Когда же Платонов стал известным, его стали приглашать выступать по телевидению. Ведущая спрашивает его снова об октябрьском перевороте, о том, что является важной событийной точкой в историческом процессе. Платонов снова отвечает «не исторически»:
Шел, если ничего не путаю, дождь со снегом. Точнее, сначала был дождь, который перешел в мокрый снег. Я вышел куда-то, забыв дома шарф, и снежинки таяли у меня на шее, я чувствовал их таяние горячей кожей. Ветер был, ранняя темень, вы же знаете, что для Петербурга — это самое скверное время… (с. 141).
Один из ведущих ему сказал: «Я вас всё на исторические темы пытаюсь вывести… а вы мне всё про звуки да про запахи» (с. 162). Это надо понимать именно в рамках отношений макро- и микроистории, поскольку один и тот же объект на исторической ленте времени равным образом может стать предметом и макро- (общего), и микроисторического (индивидуального) исследования. Платонов, таким образом, подтверждает бердяевские мысли о внутренней историчности, о том, что «история дана нам не извне, а изнутри» [Бердяев 2016: 33], о том, что история представляет собой «внутреннее, полное драматизма совершение судьбы человека» [там же: 47]. Следовательно, в Платонове соединяются одновременно индивидуальное и всемирное, или макро- и микро- история.
.....
- _ПОСТАВЛЕННАЯ ЗАДАЧА A_
Продублируйте весь фрагмент о Платонове слово в слово, ничего в нём не меняя.

- _ИСХОДНЫЕ ЗАПИСИ_
.....
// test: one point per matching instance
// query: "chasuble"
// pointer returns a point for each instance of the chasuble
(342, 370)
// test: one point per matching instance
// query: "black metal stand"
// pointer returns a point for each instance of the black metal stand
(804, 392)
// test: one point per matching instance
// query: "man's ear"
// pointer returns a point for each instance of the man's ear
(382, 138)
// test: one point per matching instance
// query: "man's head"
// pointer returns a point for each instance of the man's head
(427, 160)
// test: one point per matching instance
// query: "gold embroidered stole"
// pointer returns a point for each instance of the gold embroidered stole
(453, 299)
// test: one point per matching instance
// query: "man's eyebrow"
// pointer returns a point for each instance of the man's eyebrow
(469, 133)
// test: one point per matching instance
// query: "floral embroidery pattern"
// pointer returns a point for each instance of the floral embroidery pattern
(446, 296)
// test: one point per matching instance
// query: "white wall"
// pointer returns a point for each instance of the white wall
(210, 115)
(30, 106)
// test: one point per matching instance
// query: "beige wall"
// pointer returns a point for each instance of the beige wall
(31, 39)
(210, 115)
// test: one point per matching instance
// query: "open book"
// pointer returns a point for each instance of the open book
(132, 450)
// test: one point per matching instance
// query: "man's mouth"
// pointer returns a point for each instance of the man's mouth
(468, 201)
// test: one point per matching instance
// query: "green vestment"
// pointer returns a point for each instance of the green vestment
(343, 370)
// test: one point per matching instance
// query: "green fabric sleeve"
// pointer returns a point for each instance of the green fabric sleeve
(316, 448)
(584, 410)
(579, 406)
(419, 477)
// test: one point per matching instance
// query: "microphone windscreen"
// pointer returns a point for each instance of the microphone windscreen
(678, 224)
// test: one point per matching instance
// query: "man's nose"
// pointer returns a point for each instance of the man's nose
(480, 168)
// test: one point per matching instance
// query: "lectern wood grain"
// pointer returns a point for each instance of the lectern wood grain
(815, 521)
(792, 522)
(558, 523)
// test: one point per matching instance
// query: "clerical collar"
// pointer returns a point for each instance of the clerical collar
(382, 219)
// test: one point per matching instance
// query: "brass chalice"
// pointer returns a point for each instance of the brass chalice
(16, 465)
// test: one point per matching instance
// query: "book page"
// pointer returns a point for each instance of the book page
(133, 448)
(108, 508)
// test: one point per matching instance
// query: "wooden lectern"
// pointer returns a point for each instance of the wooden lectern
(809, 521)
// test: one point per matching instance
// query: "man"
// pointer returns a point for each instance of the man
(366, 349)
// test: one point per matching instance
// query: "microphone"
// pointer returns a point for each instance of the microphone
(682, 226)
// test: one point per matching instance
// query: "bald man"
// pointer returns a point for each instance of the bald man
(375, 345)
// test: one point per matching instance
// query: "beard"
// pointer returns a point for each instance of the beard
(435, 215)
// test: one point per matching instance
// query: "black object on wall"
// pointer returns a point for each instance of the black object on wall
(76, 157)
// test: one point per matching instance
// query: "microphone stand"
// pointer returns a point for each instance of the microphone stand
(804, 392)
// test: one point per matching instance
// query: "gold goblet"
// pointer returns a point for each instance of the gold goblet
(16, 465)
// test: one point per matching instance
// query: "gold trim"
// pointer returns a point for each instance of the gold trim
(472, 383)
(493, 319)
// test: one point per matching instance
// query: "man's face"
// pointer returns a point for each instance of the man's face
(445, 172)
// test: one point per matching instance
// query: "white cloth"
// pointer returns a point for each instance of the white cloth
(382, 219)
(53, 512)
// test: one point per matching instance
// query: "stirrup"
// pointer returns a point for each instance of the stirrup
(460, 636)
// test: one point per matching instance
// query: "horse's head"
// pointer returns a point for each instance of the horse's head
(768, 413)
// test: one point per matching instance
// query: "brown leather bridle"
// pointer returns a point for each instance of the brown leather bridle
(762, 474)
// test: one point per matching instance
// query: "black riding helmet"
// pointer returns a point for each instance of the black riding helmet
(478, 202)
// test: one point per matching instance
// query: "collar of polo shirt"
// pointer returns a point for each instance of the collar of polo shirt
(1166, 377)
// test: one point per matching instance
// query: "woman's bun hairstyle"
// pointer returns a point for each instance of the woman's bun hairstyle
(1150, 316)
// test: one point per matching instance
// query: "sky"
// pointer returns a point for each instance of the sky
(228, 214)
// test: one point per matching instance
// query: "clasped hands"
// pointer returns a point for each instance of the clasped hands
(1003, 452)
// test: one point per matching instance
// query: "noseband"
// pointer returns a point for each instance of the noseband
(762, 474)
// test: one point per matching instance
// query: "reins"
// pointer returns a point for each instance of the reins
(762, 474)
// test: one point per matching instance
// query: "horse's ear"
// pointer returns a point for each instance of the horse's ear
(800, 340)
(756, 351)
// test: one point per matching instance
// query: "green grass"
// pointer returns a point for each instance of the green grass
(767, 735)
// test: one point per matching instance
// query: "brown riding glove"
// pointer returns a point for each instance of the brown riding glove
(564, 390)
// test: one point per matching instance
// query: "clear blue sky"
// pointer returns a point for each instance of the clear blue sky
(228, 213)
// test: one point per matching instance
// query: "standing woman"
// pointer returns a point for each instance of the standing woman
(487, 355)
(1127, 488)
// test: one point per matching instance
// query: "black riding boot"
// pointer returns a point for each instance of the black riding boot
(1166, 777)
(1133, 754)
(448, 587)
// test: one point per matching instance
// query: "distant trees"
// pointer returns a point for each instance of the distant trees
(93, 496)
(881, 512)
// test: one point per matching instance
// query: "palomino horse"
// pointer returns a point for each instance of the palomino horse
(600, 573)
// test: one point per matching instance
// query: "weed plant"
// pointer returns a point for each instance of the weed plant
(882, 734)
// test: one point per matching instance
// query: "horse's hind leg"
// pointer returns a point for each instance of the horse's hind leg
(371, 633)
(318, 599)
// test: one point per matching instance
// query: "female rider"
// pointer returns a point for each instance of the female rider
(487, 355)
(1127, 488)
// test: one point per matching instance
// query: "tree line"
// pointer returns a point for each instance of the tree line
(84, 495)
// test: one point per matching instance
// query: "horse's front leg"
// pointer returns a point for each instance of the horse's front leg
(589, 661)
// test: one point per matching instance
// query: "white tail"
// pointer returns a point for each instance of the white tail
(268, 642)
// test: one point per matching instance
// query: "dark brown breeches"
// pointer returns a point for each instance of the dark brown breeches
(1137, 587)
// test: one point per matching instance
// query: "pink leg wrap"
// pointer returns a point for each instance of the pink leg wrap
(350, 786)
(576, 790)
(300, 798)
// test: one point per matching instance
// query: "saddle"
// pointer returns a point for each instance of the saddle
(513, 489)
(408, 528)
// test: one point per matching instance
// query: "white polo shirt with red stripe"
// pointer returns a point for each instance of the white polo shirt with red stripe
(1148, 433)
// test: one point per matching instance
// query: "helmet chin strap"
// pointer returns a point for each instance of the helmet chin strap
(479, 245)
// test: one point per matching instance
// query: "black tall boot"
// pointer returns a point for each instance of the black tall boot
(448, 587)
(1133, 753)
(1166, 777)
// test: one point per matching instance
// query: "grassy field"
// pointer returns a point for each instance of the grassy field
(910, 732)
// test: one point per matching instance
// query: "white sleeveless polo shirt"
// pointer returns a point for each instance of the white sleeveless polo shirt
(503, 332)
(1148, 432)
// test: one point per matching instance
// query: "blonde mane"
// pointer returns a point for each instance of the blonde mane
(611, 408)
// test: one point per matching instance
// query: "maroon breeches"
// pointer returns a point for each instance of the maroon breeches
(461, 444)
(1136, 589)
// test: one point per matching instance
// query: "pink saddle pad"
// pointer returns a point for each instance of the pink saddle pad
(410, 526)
.....
- _ПОСТАВЛЕННАЯ ЗАДАЧА B_
Соберите из записей выше все строки, где встречается строка «weed». Регистр букв учитывается.

- _ОТВЕТ A_
Когда же Платонов стал известным, его стали приглашать выступать по телевидению. Ведущая спрашивает его снова об октябрьском перевороте, о том, что является важной событийной точкой в историческом процессе. Платонов снова отвечает «не исторически»:
Шел, если ничего не путаю, дождь со снегом. Точнее, сначала был дождь, который перешел в мокрый снег. Я вышел куда-то, забыв дома шарф, и снежинки таяли у меня на шее, я чувствовал их таяние горячей кожей. Ветер был, ранняя темень, вы же знаете, что для Петербурга — это самое скверное время… (с. 141).
Один из ведущих ему сказал: «Я вас всё на исторические темы пытаюсь вывести… а вы мне всё про звуки да про запахи» (с. 162). Это надо понимать именно в рамках отношений макро- и микроистории, поскольку один и тот же объект на исторической ленте времени равным образом может стать предметом и макро- (общего), и микроисторического (индивидуального) исследования. Платонов, таким образом, подтверждает бердяевские мысли о внутренней историчности, о том, что «история дана нам не извне, а изнутри» [Бердяев 2016: 33], о том, что история представляет собой «внутреннее, полное драматизма совершение судьбы человека» [там же: 47]. Следовательно, в Платонове соединяются одновременно индивидуальное и всемирное, или макро- и микро- история.

- _ОТВЕТ B_
// query: "weed plant"
// pointer returns a point for each instance of the weed plant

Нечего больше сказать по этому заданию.